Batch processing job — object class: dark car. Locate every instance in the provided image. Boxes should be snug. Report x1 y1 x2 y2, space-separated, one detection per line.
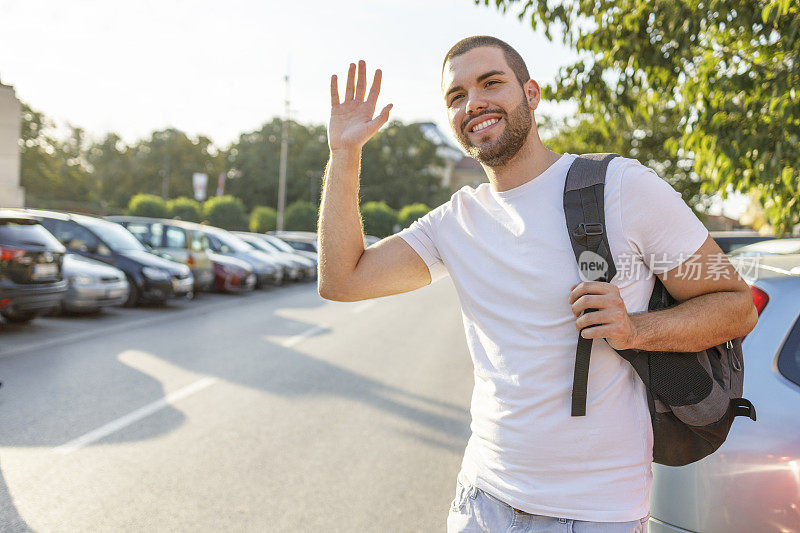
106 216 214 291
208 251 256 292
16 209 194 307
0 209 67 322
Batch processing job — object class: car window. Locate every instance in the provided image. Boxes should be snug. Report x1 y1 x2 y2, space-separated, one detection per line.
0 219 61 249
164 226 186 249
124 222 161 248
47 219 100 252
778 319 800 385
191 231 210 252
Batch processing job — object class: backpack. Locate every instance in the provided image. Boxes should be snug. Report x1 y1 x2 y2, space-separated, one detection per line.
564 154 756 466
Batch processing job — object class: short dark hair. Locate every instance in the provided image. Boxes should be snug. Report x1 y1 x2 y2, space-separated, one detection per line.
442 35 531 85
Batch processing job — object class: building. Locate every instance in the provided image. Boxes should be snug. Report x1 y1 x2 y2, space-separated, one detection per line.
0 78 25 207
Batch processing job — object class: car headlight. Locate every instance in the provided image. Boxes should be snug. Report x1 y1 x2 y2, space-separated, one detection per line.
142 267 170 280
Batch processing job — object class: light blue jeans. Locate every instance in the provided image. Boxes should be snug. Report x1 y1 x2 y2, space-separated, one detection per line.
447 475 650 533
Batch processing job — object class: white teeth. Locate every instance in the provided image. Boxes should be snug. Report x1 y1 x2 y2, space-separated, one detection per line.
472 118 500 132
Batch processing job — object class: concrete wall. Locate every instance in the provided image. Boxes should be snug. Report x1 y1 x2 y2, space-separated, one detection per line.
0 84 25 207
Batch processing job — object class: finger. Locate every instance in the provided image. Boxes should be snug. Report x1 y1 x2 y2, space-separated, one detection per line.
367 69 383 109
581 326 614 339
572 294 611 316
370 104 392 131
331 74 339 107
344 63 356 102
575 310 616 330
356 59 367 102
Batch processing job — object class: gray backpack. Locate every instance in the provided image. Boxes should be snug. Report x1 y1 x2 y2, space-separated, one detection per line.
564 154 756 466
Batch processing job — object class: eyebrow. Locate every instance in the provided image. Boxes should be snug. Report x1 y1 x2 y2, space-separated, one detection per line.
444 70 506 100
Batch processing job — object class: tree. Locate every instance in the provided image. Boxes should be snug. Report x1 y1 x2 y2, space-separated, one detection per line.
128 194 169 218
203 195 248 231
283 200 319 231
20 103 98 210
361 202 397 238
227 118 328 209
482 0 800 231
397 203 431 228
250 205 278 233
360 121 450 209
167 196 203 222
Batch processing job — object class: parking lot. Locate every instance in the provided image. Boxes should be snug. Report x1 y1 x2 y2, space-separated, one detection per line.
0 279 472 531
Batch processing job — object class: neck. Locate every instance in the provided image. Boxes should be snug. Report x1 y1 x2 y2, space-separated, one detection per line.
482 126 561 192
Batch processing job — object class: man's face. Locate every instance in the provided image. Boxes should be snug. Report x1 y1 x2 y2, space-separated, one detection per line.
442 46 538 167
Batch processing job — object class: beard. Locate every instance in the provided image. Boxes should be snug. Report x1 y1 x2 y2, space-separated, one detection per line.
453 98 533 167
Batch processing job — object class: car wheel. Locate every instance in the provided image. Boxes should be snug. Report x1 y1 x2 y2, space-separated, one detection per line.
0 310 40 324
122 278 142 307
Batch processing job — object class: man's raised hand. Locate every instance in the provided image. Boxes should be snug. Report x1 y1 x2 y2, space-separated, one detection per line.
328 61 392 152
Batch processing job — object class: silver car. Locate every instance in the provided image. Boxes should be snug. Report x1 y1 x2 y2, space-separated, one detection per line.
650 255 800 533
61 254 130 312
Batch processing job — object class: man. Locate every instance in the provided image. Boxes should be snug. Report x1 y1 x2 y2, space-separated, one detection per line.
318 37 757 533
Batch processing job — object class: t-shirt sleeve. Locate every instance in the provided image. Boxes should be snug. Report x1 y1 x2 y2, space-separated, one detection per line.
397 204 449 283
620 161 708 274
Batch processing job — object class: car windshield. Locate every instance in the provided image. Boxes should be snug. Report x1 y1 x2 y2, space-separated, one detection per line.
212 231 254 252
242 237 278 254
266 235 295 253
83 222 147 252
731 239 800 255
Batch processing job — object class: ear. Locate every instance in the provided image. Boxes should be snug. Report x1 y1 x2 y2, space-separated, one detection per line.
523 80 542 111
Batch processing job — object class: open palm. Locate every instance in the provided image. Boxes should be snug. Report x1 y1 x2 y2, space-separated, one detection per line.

......

* [Job]: Retype all of the data above line for line, with no changes, and leave the pictures out.

* [Response to this task]:
Batch processing job — object class: dark car. Locate every instance in the provided image. Boxes should be snug. Report x1 y1 x2 y2, space-separated, one detection per line.
106 216 214 291
208 251 256 292
16 209 194 307
0 209 67 322
Batch processing job — object class: car window. Locate every instance in the provided image. Boxes should be snug. Report x1 y1 x2 y2, space-separated, one detection per line.
0 219 61 249
164 226 186 249
124 222 161 248
47 219 100 252
778 319 800 385
191 231 210 252
Batch processing job — object class: backpack. Locate every instance in the provided image. Boxes should be snug. Report x1 y1 x2 y2, space-separated, one detection per line.
564 154 756 466
Batch processing job — object class: short dark hair. Locate every instance in the provided image. Boxes should be snug. Report x1 y1 x2 y2, space-separated, one detection per line.
442 35 531 85
Batch processing job — object class: building. Locate every instance in the provided image. Boxes should be snug. Report x1 y1 x2 y2, space-separated, one detection per line.
0 78 25 207
Batch processing job — object class: car headlight. Locate every instance in the provided image. Boxes should be snug. Report x1 y1 x2 y2, space-separated, one detection per line.
142 267 170 280
Batch processing job — object class: light blue jeans. Locate every instance in the provided image. Boxes should be snug. Report x1 y1 x2 y2, space-separated, one detection per line.
447 475 650 533
Batch processing job — object class: white teeth. Locate every instance in the provided image. Boxes should be snug. Report x1 y1 x2 y2, space-separated, one detection per line.
472 118 500 132
Batch processing job — object class: concrete wall. Locate every instance in the provided image. Boxes should be snug. Report x1 y1 x2 y2, space-separated, one detection per line.
0 84 25 207
Batch processing job — object class: finger. Locate every instance in the provided image. Boxes should be snug. Report x1 y1 x2 y2, space-separated, one detection per line.
367 69 383 109
581 326 614 339
572 294 611 316
370 104 392 131
331 74 339 107
344 63 356 102
575 310 616 330
356 59 367 102
Batch processing job — object class: gray backpack. Locate every instance in the provided image. Boxes should be snug. Report x1 y1 x2 y2, space-separated, one detection per line.
564 154 756 466
Batch processing job — object class: eyebrow. Locate every instance in the provided image. Boxes should be snug. Report x1 y1 x2 y2, space-separated, one detection per line.
444 70 506 100
Batch processing job — object class: tree. Locate every instance in the provided image. Boxes should be snug. Report x1 y1 x2 y2, space-separated, one detection per line.
128 194 169 218
203 195 248 231
283 200 319 231
20 103 98 210
361 202 397 238
227 118 328 209
482 0 800 231
397 203 431 228
250 205 278 233
360 121 450 209
167 196 203 222
Batch processing job — object class: parking lot. Locate every instance in the provided image. Boxes should be snug. Report x1 y1 x2 y2, space-separated, one detection per line.
0 279 472 531
Batch processing job — object class: neck. Locate every instance in the provided image. Boxes should be snug. Report x1 y1 x2 y2, space-separated, one detection per line.
482 126 561 192
Batch processing job — object class: man's face. Locate every instance in the provided image. Boxes should be snug. Report x1 y1 x2 y2, space-separated, one detection per line.
442 46 538 167
Batch processing job — object class: beard. Locate every instance in the provided image. Boxes should be snug. Report x1 y1 x2 y2, space-separated, one detection per line.
453 98 533 167
Batch processing job — object class: car wheel. Locate every instance in the provided image. Boxes should be snug. Report x1 y1 x2 y2, space-separated, one detection per line.
0 310 40 324
122 278 142 307
Batch processing job — object class: man's raised hand. Locate every instance in the provided image. Boxes should be snug. Report x1 y1 x2 y2, space-separated, one detection per line.
328 61 392 152
Batch processing job — object class: silver car. Locate every instance in the provided image. Boxes should be snug. Report x1 y1 x2 y2, space-separated, one detection per line.
650 255 800 533
61 254 130 312
Batch processing job — object class: man. Locate every instance in the provided image. Boxes should be snug. Report x1 y1 x2 y2, space-separated, one detection per line.
318 37 757 533
Batch processing job — object class: t-shirt sleeve. Locate every instance in the provided image. Boxes should be snug. Report x1 y1 x2 y2, space-separated, one detection per line.
397 204 449 283
620 161 708 274
Batch processing job — object class: car windshield. Locate every instance in the provided image. Boxes should be snug. Report x1 y1 x2 y2, space-separated, one detection per line.
212 231 254 252
242 237 278 254
266 235 295 253
83 222 147 252
731 239 800 255
Batch processing job — object class: ear. Locate every instance in the provided image. Boxes should be snug. Report x1 y1 x2 y2, space-separated, one detection per line.
523 80 542 111
Batch processing job — object class: open palm. Locate every instance in the provided image. Boxes should be snug. Report x1 y1 x2 y2, space-separated, one detection per line.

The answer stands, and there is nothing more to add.